Instructions for the task – Copy every line of the data that includes the string "green".

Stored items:
━━━━━━━━━━
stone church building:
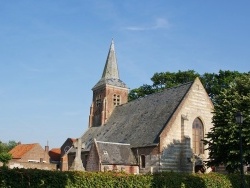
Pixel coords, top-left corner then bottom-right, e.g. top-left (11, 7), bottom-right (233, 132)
top-left (61, 40), bottom-right (214, 173)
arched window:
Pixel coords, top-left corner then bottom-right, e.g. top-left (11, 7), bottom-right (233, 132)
top-left (192, 118), bottom-right (204, 154)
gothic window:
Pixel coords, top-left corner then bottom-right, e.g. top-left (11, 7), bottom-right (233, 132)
top-left (113, 94), bottom-right (120, 106)
top-left (96, 95), bottom-right (101, 107)
top-left (192, 118), bottom-right (204, 154)
top-left (140, 155), bottom-right (146, 168)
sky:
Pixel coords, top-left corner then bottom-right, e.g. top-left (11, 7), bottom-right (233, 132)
top-left (0, 1), bottom-right (249, 149)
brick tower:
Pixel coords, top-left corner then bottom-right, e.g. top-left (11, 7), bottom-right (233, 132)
top-left (89, 40), bottom-right (129, 127)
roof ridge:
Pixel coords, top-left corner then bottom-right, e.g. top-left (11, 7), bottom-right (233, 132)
top-left (96, 140), bottom-right (130, 145)
top-left (126, 80), bottom-right (194, 104)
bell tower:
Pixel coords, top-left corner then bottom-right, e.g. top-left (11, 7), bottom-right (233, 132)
top-left (89, 40), bottom-right (129, 127)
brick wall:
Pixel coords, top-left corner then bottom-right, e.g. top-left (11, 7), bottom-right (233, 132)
top-left (90, 85), bottom-right (128, 127)
top-left (17, 144), bottom-right (50, 163)
top-left (101, 164), bottom-right (139, 174)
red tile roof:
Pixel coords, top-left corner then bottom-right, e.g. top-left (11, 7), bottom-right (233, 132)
top-left (49, 148), bottom-right (61, 161)
top-left (9, 143), bottom-right (38, 159)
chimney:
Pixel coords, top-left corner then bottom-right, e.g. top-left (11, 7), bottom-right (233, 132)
top-left (44, 143), bottom-right (50, 163)
top-left (45, 141), bottom-right (49, 153)
top-left (45, 146), bottom-right (49, 152)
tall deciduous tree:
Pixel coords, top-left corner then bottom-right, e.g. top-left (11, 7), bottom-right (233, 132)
top-left (200, 70), bottom-right (242, 102)
top-left (204, 74), bottom-right (250, 173)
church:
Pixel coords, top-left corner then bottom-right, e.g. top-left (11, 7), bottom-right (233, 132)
top-left (61, 40), bottom-right (214, 174)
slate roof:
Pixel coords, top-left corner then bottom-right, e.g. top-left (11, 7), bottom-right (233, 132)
top-left (95, 140), bottom-right (137, 165)
top-left (9, 143), bottom-right (38, 159)
top-left (93, 78), bottom-right (127, 89)
top-left (81, 81), bottom-right (193, 149)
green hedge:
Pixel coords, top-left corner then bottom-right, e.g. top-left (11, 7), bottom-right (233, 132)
top-left (0, 168), bottom-right (249, 188)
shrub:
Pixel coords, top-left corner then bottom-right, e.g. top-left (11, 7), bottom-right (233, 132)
top-left (0, 168), bottom-right (249, 188)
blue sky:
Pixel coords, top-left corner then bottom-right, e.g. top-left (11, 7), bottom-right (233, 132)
top-left (0, 1), bottom-right (249, 149)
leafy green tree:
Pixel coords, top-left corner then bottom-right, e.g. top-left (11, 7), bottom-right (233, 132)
top-left (200, 70), bottom-right (242, 102)
top-left (128, 84), bottom-right (155, 101)
top-left (128, 69), bottom-right (249, 102)
top-left (151, 70), bottom-right (200, 90)
top-left (129, 70), bottom-right (200, 101)
top-left (0, 152), bottom-right (12, 167)
top-left (0, 140), bottom-right (17, 153)
top-left (204, 74), bottom-right (250, 173)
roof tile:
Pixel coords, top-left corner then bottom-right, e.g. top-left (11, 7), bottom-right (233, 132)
top-left (9, 143), bottom-right (38, 159)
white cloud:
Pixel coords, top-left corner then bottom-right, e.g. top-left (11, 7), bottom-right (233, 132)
top-left (125, 18), bottom-right (170, 31)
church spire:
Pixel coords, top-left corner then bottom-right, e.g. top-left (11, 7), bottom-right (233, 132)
top-left (89, 39), bottom-right (129, 127)
top-left (101, 39), bottom-right (119, 79)
top-left (92, 39), bottom-right (127, 90)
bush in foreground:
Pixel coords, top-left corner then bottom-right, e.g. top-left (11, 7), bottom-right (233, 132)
top-left (0, 167), bottom-right (249, 188)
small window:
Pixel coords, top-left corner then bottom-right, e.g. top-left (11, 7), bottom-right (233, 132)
top-left (96, 95), bottom-right (101, 107)
top-left (113, 94), bottom-right (121, 106)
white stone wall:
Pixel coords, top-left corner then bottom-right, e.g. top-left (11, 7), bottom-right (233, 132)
top-left (159, 78), bottom-right (214, 172)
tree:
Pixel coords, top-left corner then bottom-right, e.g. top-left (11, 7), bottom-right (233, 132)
top-left (0, 140), bottom-right (17, 153)
top-left (152, 70), bottom-right (200, 90)
top-left (0, 152), bottom-right (12, 167)
top-left (129, 70), bottom-right (200, 101)
top-left (128, 84), bottom-right (155, 101)
top-left (128, 70), bottom-right (249, 102)
top-left (200, 70), bottom-right (243, 103)
top-left (204, 74), bottom-right (250, 173)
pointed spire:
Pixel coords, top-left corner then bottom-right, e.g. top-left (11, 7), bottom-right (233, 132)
top-left (92, 39), bottom-right (128, 90)
top-left (101, 39), bottom-right (119, 79)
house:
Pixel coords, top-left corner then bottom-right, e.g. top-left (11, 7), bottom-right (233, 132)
top-left (60, 138), bottom-right (76, 171)
top-left (49, 148), bottom-right (61, 169)
top-left (8, 143), bottom-right (56, 170)
top-left (64, 40), bottom-right (214, 173)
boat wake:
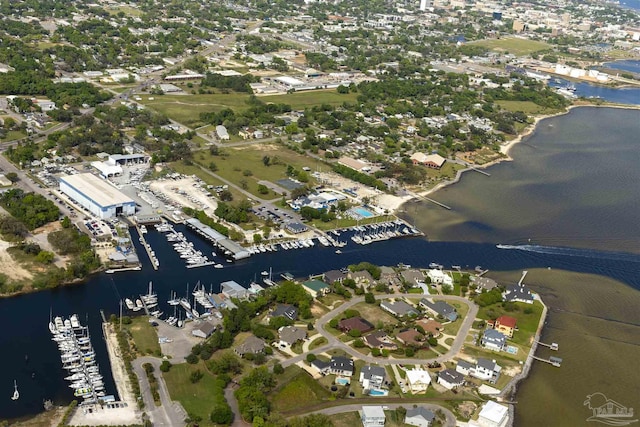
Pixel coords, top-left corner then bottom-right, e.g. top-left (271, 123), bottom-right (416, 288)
top-left (495, 244), bottom-right (640, 263)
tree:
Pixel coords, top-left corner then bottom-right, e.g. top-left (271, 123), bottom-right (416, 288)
top-left (5, 172), bottom-right (18, 183)
top-left (159, 360), bottom-right (172, 372)
top-left (273, 363), bottom-right (284, 375)
top-left (364, 292), bottom-right (376, 304)
top-left (210, 403), bottom-right (234, 425)
top-left (262, 155), bottom-right (271, 166)
top-left (209, 161), bottom-right (218, 172)
top-left (306, 353), bottom-right (316, 363)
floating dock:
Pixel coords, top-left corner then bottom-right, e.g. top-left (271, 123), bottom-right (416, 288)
top-left (136, 227), bottom-right (158, 270)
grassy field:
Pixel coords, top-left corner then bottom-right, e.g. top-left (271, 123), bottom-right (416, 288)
top-left (468, 37), bottom-right (551, 56)
top-left (308, 336), bottom-right (328, 350)
top-left (271, 368), bottom-right (332, 412)
top-left (496, 100), bottom-right (563, 115)
top-left (0, 129), bottom-right (27, 142)
top-left (125, 316), bottom-right (160, 356)
top-left (162, 362), bottom-right (224, 426)
top-left (477, 300), bottom-right (544, 347)
top-left (190, 144), bottom-right (317, 198)
top-left (139, 90), bottom-right (358, 127)
top-left (350, 302), bottom-right (400, 327)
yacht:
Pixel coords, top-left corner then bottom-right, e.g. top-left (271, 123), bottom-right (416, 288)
top-left (11, 380), bottom-right (19, 401)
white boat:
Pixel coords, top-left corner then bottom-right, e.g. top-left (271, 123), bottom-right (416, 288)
top-left (214, 264), bottom-right (223, 269)
top-left (125, 299), bottom-right (135, 310)
top-left (11, 380), bottom-right (19, 401)
top-left (139, 225), bottom-right (147, 234)
top-left (135, 299), bottom-right (143, 311)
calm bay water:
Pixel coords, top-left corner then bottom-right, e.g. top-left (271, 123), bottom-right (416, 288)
top-left (1, 106), bottom-right (640, 425)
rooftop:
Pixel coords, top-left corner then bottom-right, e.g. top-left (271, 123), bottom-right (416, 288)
top-left (59, 173), bottom-right (134, 207)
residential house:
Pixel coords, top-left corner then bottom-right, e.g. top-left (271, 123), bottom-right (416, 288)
top-left (313, 356), bottom-right (355, 377)
top-left (405, 407), bottom-right (435, 427)
top-left (359, 365), bottom-right (386, 391)
top-left (472, 276), bottom-right (498, 292)
top-left (339, 317), bottom-right (375, 334)
top-left (324, 269), bottom-right (347, 284)
top-left (416, 319), bottom-right (443, 338)
top-left (191, 322), bottom-right (216, 339)
top-left (397, 329), bottom-right (426, 348)
top-left (406, 368), bottom-right (432, 393)
top-left (481, 329), bottom-right (507, 352)
top-left (216, 125), bottom-right (230, 140)
top-left (420, 299), bottom-right (458, 322)
top-left (278, 326), bottom-right (306, 346)
top-left (400, 269), bottom-right (425, 287)
top-left (426, 269), bottom-right (453, 287)
top-left (456, 360), bottom-right (474, 376)
top-left (471, 359), bottom-right (501, 383)
top-left (302, 279), bottom-right (330, 298)
top-left (363, 331), bottom-right (398, 350)
top-left (503, 283), bottom-right (534, 304)
top-left (494, 315), bottom-right (517, 338)
top-left (238, 128), bottom-right (256, 139)
top-left (380, 300), bottom-right (419, 318)
top-left (361, 406), bottom-right (386, 427)
top-left (437, 369), bottom-right (465, 390)
top-left (350, 270), bottom-right (375, 286)
top-left (473, 401), bottom-right (509, 427)
top-left (271, 303), bottom-right (298, 321)
top-left (379, 266), bottom-right (400, 286)
top-left (234, 335), bottom-right (266, 357)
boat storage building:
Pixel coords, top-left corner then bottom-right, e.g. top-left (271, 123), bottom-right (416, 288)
top-left (59, 173), bottom-right (136, 219)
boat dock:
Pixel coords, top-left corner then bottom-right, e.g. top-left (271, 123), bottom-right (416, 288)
top-left (136, 226), bottom-right (158, 270)
top-left (185, 218), bottom-right (250, 260)
top-left (186, 261), bottom-right (217, 269)
top-left (105, 266), bottom-right (142, 274)
top-left (532, 355), bottom-right (563, 367)
top-left (468, 165), bottom-right (491, 176)
top-left (411, 193), bottom-right (451, 210)
top-left (518, 270), bottom-right (528, 285)
top-left (535, 341), bottom-right (559, 351)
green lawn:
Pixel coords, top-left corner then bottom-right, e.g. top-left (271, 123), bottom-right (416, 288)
top-left (190, 144), bottom-right (317, 198)
top-left (468, 37), bottom-right (551, 56)
top-left (496, 100), bottom-right (563, 115)
top-left (271, 369), bottom-right (331, 412)
top-left (0, 129), bottom-right (27, 142)
top-left (477, 300), bottom-right (544, 347)
top-left (162, 362), bottom-right (224, 426)
top-left (125, 316), bottom-right (161, 356)
top-left (139, 90), bottom-right (358, 127)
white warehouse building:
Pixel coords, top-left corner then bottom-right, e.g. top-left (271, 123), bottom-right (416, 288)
top-left (59, 173), bottom-right (136, 219)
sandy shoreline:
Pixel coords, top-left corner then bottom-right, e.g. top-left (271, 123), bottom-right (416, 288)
top-left (395, 103), bottom-right (640, 213)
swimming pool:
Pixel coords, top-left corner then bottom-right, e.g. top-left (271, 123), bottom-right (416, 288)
top-left (336, 377), bottom-right (350, 385)
top-left (369, 389), bottom-right (389, 396)
top-left (353, 207), bottom-right (374, 218)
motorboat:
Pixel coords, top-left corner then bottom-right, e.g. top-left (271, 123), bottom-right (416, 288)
top-left (11, 380), bottom-right (19, 401)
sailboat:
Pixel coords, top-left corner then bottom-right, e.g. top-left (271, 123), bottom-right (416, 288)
top-left (11, 380), bottom-right (19, 401)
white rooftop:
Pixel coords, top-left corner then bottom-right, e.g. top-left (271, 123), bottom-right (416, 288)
top-left (60, 173), bottom-right (134, 207)
top-left (479, 400), bottom-right (509, 424)
top-left (406, 368), bottom-right (432, 385)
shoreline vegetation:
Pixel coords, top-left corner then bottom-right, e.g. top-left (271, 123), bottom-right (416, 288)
top-left (398, 102), bottom-right (640, 214)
━━━━━━━━━━
Reply –
green hedge:
leafy green tree:
green lawn:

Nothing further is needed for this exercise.